**Task to carry out**
Can you transcribe every entry word for word, skipping the images?

**Exercise material**
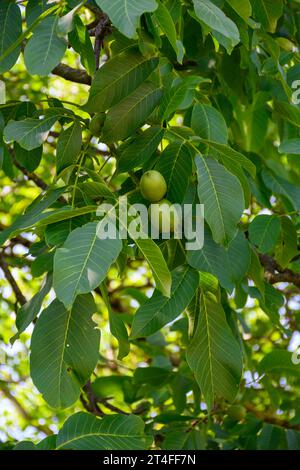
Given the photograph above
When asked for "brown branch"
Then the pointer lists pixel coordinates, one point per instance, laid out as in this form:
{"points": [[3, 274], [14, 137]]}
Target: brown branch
{"points": [[102, 29], [17, 291], [71, 74], [270, 418], [275, 273]]}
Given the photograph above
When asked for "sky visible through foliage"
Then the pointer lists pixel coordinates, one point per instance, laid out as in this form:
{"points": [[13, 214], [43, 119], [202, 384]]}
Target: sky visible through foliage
{"points": [[144, 343]]}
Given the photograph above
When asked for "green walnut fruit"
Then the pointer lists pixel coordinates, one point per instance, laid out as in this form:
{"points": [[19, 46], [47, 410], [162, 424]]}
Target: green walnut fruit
{"points": [[237, 412], [153, 186], [163, 217], [96, 124]]}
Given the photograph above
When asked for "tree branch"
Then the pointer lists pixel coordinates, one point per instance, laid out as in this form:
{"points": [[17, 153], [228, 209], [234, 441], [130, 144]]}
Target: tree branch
{"points": [[71, 74]]}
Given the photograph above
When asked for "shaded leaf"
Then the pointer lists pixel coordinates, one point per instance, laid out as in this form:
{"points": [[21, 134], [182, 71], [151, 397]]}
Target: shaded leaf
{"points": [[10, 30], [125, 117], [159, 310], [45, 48], [68, 146], [118, 78], [64, 350], [208, 123], [125, 14], [83, 431], [222, 195], [214, 354], [82, 263]]}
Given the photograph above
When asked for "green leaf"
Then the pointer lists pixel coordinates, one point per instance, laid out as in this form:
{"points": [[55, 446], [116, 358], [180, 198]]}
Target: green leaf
{"points": [[293, 439], [29, 159], [34, 9], [83, 431], [10, 30], [157, 264], [287, 247], [125, 117], [30, 133], [222, 195], [290, 146], [29, 311], [45, 48], [33, 214], [118, 78], [125, 14], [154, 376], [215, 19], [264, 232], [256, 272], [64, 213], [288, 112], [270, 437], [175, 164], [96, 190], [214, 354], [256, 121], [229, 266], [227, 154], [280, 362], [81, 43], [64, 350], [179, 96], [138, 152], [267, 12], [282, 187], [159, 310], [82, 263], [166, 24], [208, 123], [68, 146], [57, 233], [117, 326], [242, 7]]}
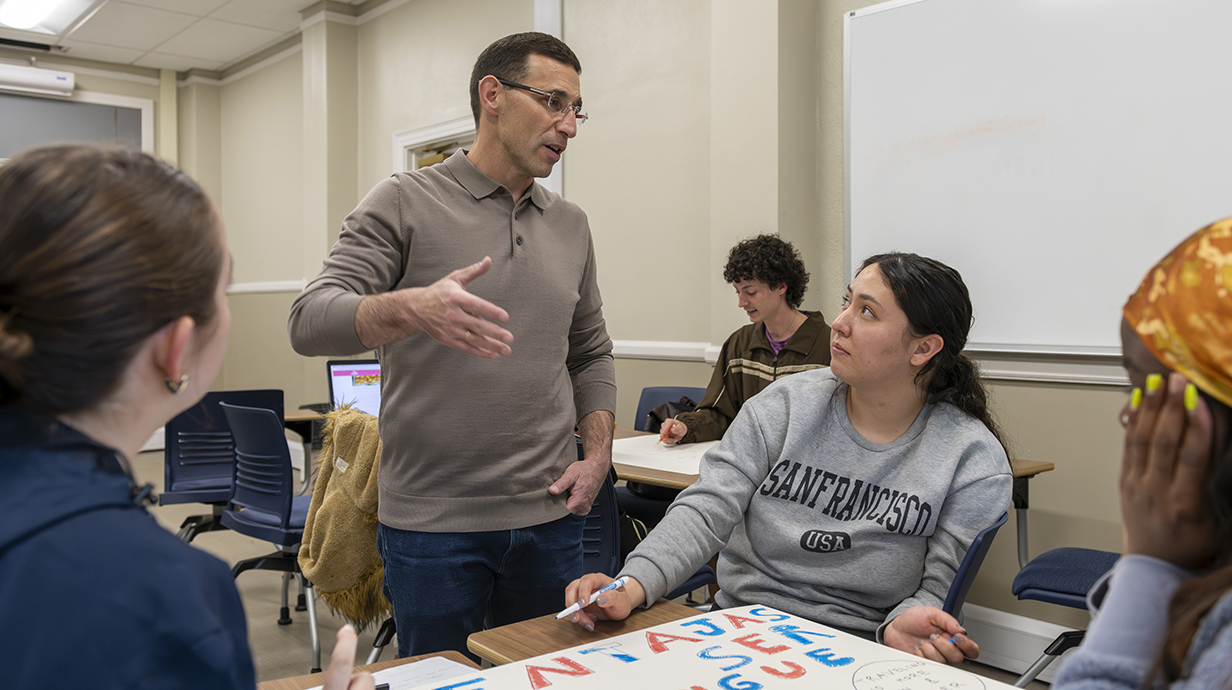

**Response to this exercise**
Given the photograph above
When asked for "brown branch"
Then the pointer lists pixel coordinates, one point per instance, laid out as in this form:
{"points": [[3, 274], [14, 137]]}
Target: brown branch
{"points": [[102, 29], [17, 291], [71, 74], [270, 418], [275, 273]]}
Given the photograph above
When asked for "sky visible through foliage"
Then the pointer lists pixel coordinates, one point per instance, laid out as in this form:
{"points": [[13, 214], [43, 119], [202, 384]]}
Target: sky visible through foliage
{"points": [[144, 343]]}
Given the photograph above
When asked for "green walnut fruit"
Then the pointer lists pixel coordinates, one point per instance, laid out as in this form:
{"points": [[19, 46], [47, 410], [162, 424]]}
Target: green walnut fruit
{"points": [[237, 412], [153, 186], [163, 217], [96, 124]]}
Given the photograph above
When asked for "tree branch"
Then the pointer lists pixel coordinates, one point per instance, laid out as in this form:
{"points": [[17, 153], [228, 209], [234, 441], [130, 144]]}
Target: tree branch
{"points": [[71, 74]]}
Given the photograph above
When asked for "shaded leaf"
Then the pointer lists pixel coordinates, one point per instance, laid out as in this form:
{"points": [[21, 134], [182, 71], [151, 397]]}
Target: shaded leaf
{"points": [[10, 30], [125, 117], [159, 310], [45, 48], [68, 146], [118, 78], [64, 350], [208, 123], [125, 14], [83, 431], [222, 195], [214, 354], [82, 263]]}
Given the photograph above
When asked for "green leaf"
Then the pointer lists pixel coordinates, one point per instance, laid out as in this form:
{"points": [[55, 446], [116, 358], [180, 198]]}
Target: green leaf
{"points": [[293, 439], [29, 159], [34, 9], [83, 431], [10, 30], [157, 264], [287, 247], [125, 117], [30, 133], [222, 195], [290, 146], [29, 311], [45, 48], [33, 214], [118, 78], [125, 14], [154, 376], [215, 19], [264, 232], [256, 272], [64, 213], [288, 112], [270, 437], [175, 164], [96, 190], [214, 354], [256, 121], [229, 266], [227, 154], [280, 362], [81, 43], [64, 350], [179, 96], [138, 152], [267, 12], [282, 187], [159, 310], [82, 263], [166, 24], [208, 123], [68, 146], [57, 233], [117, 326], [242, 7]]}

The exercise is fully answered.